| Task statement |
Repeat the lines of the material below exactly, beginning at the one with "One pin marks each instance of the tall" and stopping after the last.

| Dataset extract |
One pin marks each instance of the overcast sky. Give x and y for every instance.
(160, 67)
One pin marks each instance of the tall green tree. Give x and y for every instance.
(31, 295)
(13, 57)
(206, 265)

| Answer space |
One pin marks each instance of the tall green tree. Give x and y for every instance.
(31, 295)
(13, 57)
(206, 265)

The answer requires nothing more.